If Tenant exercises its Acceleration Option, Tenant, simultaneously with delivery of the Acceleration Notice shall pay to Landlord the sum of (i) the unamortized portion of any concessions, commissions, allowances or other expenses incurred by Landlord in connection with this Amendment, plus (ii) 5 months’ Base Rent at the rate in effect for the 15th month of the Extended Term (collectively, the “Acceleration Fee”) as a fee in connection with the acceleration of the Extended Termination Date and not as a penalty, provided that the Acceleration Fee shall be increased by an amount equal to the unamortized portion of any concessions,

 

3


 

commissions, allowances or other expenses incurred by Landlord in connection with any additional space leased by Tenant that is subject to acceleration hereunder plus 5 months’ Base Rent, at the then applicable rate, applicable to such additional space. As of the date hereof, the commission incurred by Landlord in connection with this Amendment is $65,471.68 and the concessions incurred by Landlord in connection with this Amendment are $12,591.00. Tenant shall remain liable for all Base Rent, Additional Rent and other sums due under the Lease up to and including the Accelerated Termination Date even though billings for such may occur subsequent to the Accelerated Termination Date. The “unamortized portion” of any of the foregoing shall be determined using an interest rate of 8% per annum.

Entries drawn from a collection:
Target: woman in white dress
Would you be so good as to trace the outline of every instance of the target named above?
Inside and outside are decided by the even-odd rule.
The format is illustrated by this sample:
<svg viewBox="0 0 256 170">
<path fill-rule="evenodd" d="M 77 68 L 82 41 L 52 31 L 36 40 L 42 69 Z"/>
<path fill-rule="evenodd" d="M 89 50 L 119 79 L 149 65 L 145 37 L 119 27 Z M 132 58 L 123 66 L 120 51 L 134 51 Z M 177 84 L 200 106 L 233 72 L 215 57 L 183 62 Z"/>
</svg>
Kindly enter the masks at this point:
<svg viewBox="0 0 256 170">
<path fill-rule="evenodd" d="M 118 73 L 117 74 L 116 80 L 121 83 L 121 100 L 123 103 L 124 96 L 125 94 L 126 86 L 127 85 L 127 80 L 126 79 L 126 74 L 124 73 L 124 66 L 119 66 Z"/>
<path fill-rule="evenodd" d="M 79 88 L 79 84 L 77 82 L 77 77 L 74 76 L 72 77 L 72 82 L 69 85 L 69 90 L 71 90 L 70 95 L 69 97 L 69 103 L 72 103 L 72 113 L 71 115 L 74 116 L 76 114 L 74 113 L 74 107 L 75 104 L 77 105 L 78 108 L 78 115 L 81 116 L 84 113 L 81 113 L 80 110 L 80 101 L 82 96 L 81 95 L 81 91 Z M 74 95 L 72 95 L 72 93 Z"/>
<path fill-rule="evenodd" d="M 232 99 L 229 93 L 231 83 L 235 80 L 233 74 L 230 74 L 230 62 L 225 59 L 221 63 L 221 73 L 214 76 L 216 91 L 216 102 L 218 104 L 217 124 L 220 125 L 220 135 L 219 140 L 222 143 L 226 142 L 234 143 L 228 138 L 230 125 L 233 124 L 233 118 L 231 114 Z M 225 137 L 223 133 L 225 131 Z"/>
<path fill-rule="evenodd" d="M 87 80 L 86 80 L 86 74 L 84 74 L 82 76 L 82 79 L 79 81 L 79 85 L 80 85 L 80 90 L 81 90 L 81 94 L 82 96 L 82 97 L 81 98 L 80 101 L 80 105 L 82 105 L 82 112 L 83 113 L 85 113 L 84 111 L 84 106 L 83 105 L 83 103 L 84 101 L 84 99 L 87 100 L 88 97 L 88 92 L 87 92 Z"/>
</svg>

Written exercise:
List every kind of cost incurred by Landlord whose unamortized portion the lease amendment passage includes in the Acceleration Fee.

Response to the exercise:
- Concessions
- Commissions
- Allowances
- Other expenses